-- EXCERPTED PASSAGE follows --

Less than five percent of the trials in our review mentioned whether the trials were designed similar to relevant past trial(s). Thus, it was difficult to assess whether the historical data that were used for determining the NI margin were reliable. Since the validity of the NI margin is related to the interpretation of the NI trials, clear reporting of the method of NI margin determination and the constancy assumption is essential for every NI trial publication. It is impossible to check the validity of the constancy assumption without a parallel placebo arm. However, at minimum, it is possible to check whether the current NI trial was similar to previous trial(s) that estimated the efficacy of the active comparator. 
We found no difference between reporting before and after the release of the extension of the CONSORT statement on NI trials. Furthermore, in general, there is no difference in adherence to the CONSORT statement between the high-impact and the low-impact journals. The overall low adherence to the statement might be due to unfamiliarity of the authors, referees, and editors of all of the journals with the statement extension. Researchers and editors of journals should be more aware of this extension and should comply with its recommendations. We realized that it might be too early to see full adherence of the CONSORT statement extension after 3 years, but due to the reputation of the CONSORT statement itself, we considered it reasonable to expect a certain degree of improvement.

-- EXCERPTED PASSAGE concluded --

**STUDY QUESTIONS**
1) In the passage on reporting of non-inferiority trials, what share of the reviewed trials mentioned whether they were designed similarly to relevant past trials?
2) Name the groups that the passage on reporting of non-inferiority trials says might be unfamiliar with the CONSORT statement extension.
3) Extend the passage on reporting of non-inferiority trials, starting after its final sentence.
The material comes from a separate, unrelated source.

-- RECORDS PROVIDED follows --

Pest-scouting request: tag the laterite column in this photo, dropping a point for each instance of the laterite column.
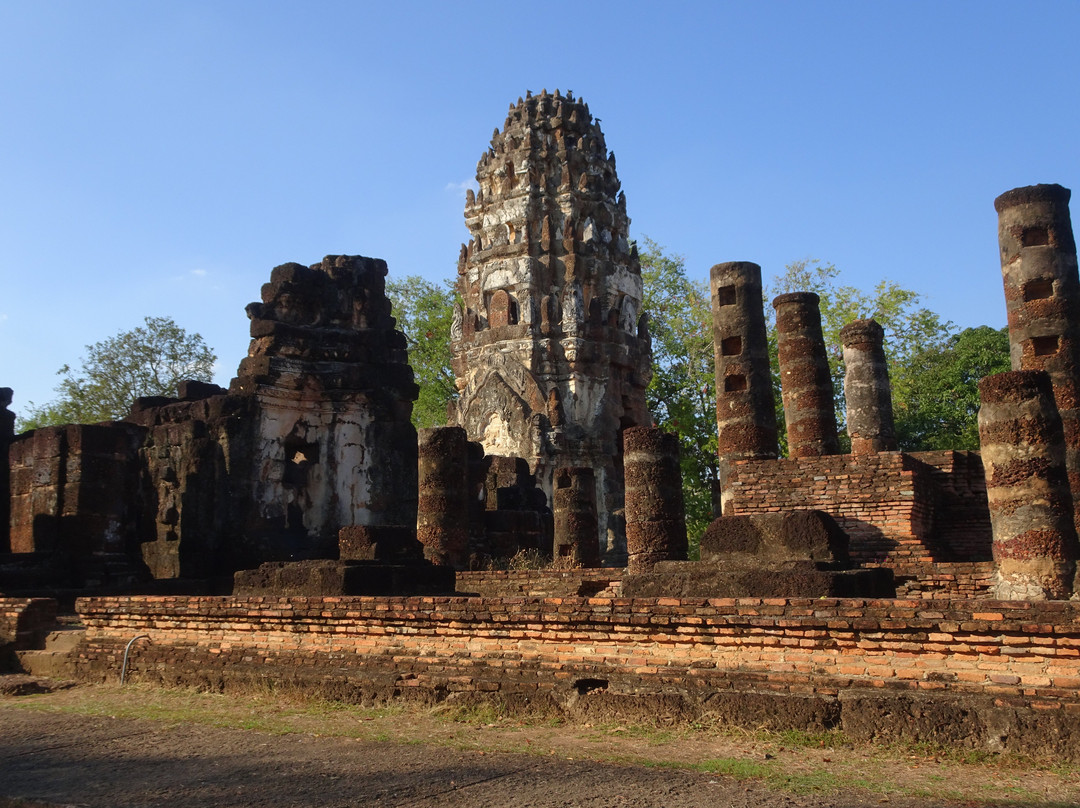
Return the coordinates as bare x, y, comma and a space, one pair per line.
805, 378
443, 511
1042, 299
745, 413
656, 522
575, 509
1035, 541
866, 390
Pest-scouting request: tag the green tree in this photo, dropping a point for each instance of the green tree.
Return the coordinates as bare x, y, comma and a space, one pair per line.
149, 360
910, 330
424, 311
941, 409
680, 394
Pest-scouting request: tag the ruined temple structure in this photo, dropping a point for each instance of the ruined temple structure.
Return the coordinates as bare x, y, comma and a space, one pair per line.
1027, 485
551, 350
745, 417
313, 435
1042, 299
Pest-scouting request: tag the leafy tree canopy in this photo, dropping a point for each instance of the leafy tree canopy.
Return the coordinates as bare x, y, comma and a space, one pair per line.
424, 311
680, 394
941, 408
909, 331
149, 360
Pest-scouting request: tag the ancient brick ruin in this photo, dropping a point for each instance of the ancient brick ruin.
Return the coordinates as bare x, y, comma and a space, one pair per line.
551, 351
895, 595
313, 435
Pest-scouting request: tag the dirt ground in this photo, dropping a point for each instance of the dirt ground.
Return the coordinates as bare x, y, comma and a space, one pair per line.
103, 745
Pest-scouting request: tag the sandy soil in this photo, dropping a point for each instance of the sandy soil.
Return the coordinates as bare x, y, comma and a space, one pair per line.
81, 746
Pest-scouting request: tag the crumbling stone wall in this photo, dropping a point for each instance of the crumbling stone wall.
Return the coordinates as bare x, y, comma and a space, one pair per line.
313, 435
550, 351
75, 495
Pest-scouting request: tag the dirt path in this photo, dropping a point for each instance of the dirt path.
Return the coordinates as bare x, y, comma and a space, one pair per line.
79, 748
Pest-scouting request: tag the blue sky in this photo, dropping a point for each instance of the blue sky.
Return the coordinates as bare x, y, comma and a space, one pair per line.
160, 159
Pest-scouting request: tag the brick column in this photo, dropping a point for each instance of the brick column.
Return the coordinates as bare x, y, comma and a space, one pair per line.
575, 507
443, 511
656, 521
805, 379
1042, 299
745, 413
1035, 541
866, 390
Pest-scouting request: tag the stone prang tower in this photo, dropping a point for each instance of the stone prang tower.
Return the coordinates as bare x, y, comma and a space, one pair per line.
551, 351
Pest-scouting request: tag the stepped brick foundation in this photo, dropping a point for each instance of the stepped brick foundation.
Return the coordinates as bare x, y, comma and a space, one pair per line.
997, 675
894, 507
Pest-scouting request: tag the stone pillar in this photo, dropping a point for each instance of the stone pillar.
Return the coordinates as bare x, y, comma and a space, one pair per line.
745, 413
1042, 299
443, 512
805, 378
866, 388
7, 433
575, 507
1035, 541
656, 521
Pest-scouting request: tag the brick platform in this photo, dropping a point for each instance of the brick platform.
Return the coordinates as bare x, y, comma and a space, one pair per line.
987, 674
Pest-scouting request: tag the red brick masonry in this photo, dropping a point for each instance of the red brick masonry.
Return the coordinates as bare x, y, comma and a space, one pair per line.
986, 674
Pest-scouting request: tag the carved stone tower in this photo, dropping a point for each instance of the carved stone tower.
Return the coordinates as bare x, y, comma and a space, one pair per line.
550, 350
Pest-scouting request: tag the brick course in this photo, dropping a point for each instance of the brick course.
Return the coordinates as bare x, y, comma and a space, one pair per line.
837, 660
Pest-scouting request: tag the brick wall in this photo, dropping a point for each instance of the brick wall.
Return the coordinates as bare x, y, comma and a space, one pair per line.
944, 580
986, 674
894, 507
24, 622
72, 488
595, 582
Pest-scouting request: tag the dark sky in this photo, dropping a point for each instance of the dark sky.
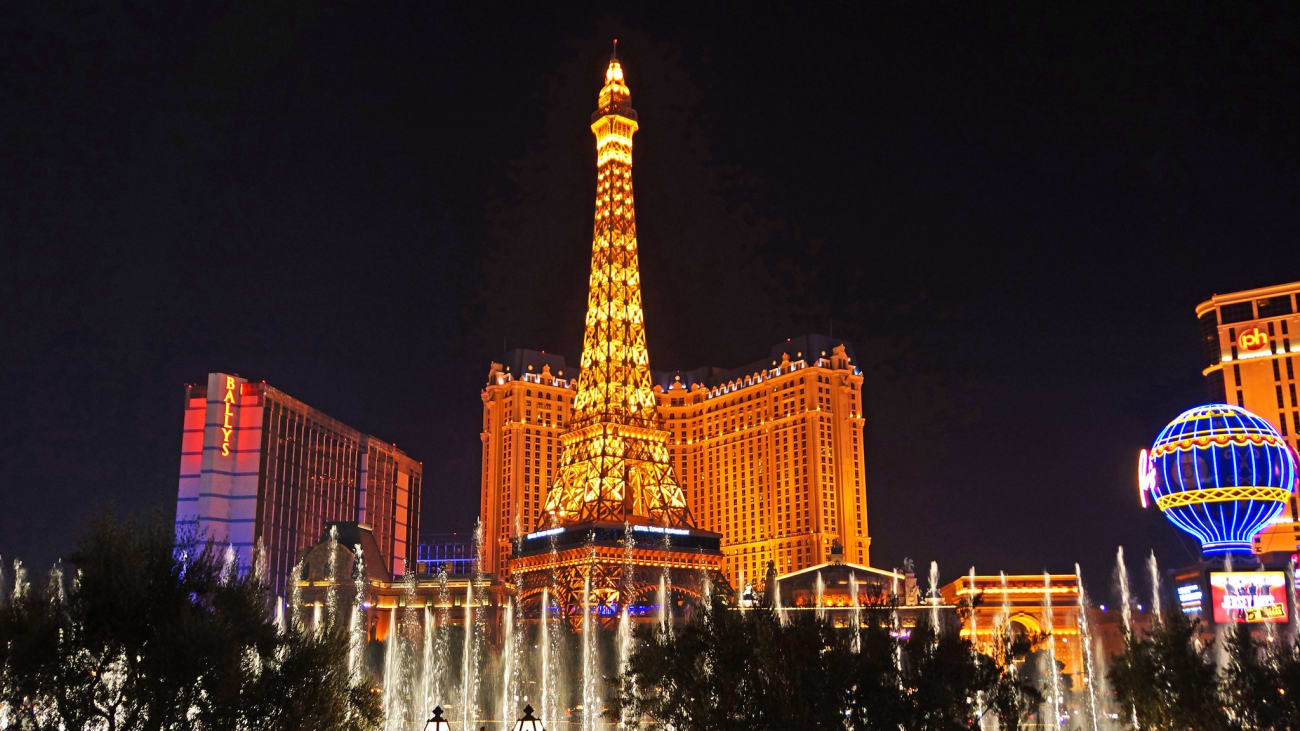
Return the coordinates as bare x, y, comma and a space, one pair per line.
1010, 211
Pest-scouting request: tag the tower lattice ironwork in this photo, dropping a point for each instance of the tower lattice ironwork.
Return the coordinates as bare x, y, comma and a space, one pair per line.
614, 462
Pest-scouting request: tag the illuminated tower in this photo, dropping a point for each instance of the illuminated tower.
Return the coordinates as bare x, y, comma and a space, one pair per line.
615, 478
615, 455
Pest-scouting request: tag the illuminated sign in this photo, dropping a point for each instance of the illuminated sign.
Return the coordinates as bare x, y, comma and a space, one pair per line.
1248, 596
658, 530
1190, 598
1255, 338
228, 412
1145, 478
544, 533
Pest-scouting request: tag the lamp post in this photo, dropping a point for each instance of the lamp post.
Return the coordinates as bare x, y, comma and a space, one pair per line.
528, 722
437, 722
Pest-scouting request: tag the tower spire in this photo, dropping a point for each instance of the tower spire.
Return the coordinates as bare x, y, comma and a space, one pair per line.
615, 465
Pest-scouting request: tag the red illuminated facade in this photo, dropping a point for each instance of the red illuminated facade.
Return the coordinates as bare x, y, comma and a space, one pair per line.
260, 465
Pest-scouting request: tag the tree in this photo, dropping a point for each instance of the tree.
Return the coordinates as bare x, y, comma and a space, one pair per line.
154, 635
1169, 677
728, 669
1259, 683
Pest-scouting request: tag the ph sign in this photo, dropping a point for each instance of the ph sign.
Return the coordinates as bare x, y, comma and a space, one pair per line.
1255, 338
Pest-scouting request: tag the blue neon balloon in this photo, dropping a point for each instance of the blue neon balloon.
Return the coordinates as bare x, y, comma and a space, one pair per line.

-- RECORDS PROVIDED concluded --

**ANSWERS FOR THE EXERCISE**
1) Less than five percent.

2) Authors, referees, and editors of all of the journals.

3)
Our review has some limitations. First, we excluded several trials since we only used a random sample of all NI trials that we identified. However, as this was a random sample, this will not have influences our results. Second, we only used PubMed to identify NI trials; therefore, we might have missed some trials. However, we assume that NI trials retrieved from PubMed do not have different methodological characteristics than NI trials in other databases, so we do not think that this influenced our results. Third, since the terms that we used to search for non-inferiority trials were not standard MESH terms and our search for those terms was limited to the abstract of the articles, our search might not have captured all NI drug trials available in PubMed. Also for this selection, we expect that the NI trials that we found are not different from the NI trials that we did not capture with our search. A strength of our study is that we did not only focus on the NI margin, as previous reviews
did, but also evaluated other methodological aspects of NI trials. In addition, we evaluated the quality of reporting using the current guidelines from the CONSORT statement.
In conclusion, the conduct and reporting of NI trials can be further improved. Particularly, in terms of maximizing the use of blinding, the use of both ITT and PP analysis, reporting the similarity with the previous comparator's trials to guarantee a valid constancy assumption and reporting the method to determine NI margin.